Items listed in a dataset:
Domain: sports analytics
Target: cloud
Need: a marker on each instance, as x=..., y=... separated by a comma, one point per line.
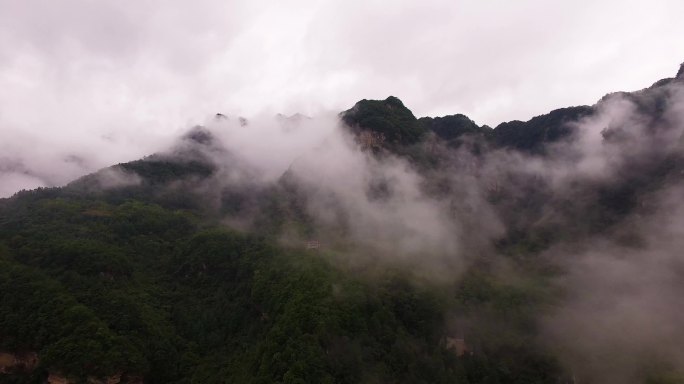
x=111, y=82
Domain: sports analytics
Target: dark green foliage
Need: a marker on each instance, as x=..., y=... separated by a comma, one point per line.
x=531, y=136
x=452, y=127
x=388, y=117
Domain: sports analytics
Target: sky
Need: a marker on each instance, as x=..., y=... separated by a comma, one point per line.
x=85, y=83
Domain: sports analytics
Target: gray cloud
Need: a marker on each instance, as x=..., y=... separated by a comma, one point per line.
x=109, y=82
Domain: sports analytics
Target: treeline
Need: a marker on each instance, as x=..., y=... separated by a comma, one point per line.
x=99, y=288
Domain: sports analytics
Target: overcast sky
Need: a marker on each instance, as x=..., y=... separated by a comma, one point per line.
x=87, y=83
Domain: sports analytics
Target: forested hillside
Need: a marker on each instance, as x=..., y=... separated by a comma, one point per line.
x=401, y=250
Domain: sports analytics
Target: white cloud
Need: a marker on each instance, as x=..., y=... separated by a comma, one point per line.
x=110, y=81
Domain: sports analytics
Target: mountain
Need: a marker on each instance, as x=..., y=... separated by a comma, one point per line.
x=399, y=249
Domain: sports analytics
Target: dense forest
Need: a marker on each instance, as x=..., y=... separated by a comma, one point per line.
x=449, y=255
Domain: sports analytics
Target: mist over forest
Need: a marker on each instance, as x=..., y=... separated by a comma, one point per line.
x=362, y=246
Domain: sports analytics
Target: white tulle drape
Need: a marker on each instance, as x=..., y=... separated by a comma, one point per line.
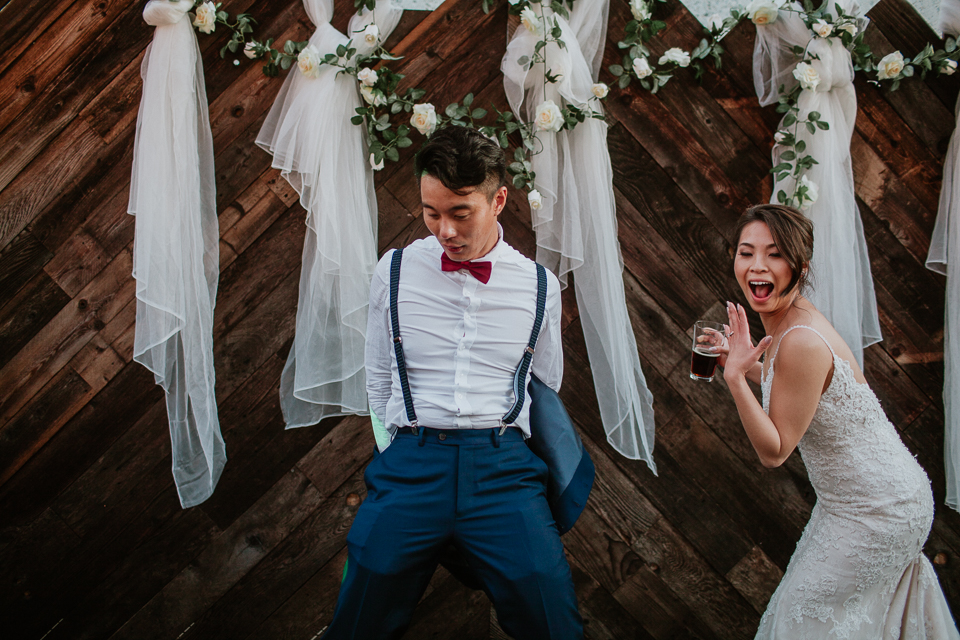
x=576, y=226
x=944, y=257
x=175, y=256
x=324, y=158
x=842, y=284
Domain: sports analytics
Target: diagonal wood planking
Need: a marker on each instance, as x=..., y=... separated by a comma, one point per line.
x=92, y=540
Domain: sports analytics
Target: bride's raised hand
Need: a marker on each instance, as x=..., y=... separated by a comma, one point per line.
x=742, y=355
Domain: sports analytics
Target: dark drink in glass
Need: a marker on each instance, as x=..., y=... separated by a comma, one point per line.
x=703, y=362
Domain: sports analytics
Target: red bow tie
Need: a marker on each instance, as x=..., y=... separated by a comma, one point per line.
x=479, y=270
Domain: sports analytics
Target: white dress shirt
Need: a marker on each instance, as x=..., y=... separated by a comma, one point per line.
x=462, y=339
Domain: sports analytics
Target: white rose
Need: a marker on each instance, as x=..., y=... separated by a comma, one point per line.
x=549, y=117
x=850, y=28
x=641, y=67
x=812, y=192
x=372, y=97
x=424, y=118
x=371, y=34
x=530, y=20
x=676, y=55
x=807, y=75
x=890, y=66
x=206, y=18
x=309, y=62
x=535, y=199
x=640, y=9
x=601, y=90
x=367, y=77
x=762, y=12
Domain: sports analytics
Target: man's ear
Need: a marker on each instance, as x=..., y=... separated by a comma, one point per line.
x=500, y=199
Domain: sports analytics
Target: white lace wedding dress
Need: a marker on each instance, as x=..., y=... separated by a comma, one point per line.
x=858, y=571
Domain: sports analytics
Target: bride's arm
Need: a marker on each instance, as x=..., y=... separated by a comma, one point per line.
x=801, y=368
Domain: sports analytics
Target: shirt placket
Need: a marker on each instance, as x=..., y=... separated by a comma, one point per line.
x=467, y=335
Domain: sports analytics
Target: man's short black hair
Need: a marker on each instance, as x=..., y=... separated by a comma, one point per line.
x=463, y=160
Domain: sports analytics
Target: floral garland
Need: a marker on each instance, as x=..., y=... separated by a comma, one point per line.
x=378, y=84
x=794, y=161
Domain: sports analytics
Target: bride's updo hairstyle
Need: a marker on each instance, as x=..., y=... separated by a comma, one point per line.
x=793, y=234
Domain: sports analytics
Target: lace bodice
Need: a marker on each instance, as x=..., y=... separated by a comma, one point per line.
x=873, y=513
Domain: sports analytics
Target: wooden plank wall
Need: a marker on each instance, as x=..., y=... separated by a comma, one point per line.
x=93, y=543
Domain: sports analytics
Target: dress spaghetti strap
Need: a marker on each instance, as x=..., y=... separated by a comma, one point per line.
x=801, y=326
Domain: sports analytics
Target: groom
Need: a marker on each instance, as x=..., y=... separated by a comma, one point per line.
x=466, y=306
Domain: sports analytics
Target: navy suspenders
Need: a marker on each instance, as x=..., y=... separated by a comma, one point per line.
x=519, y=378
x=397, y=342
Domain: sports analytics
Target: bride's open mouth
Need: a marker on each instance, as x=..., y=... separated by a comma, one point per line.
x=761, y=290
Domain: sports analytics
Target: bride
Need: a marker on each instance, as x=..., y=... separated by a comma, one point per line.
x=858, y=570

### Exercise
Rewrite the material from its beginning up to and including the line containing "x=111, y=82", keeping every line, requests included, and shifting each coordinate in the answers by -83. Leave the pictures out.

### Response to the exercise
Domain: sports analytics
Target: cloud
Need: a marker on each instance, as x=..., y=... separated by a comma, one point per line.
x=28, y=-1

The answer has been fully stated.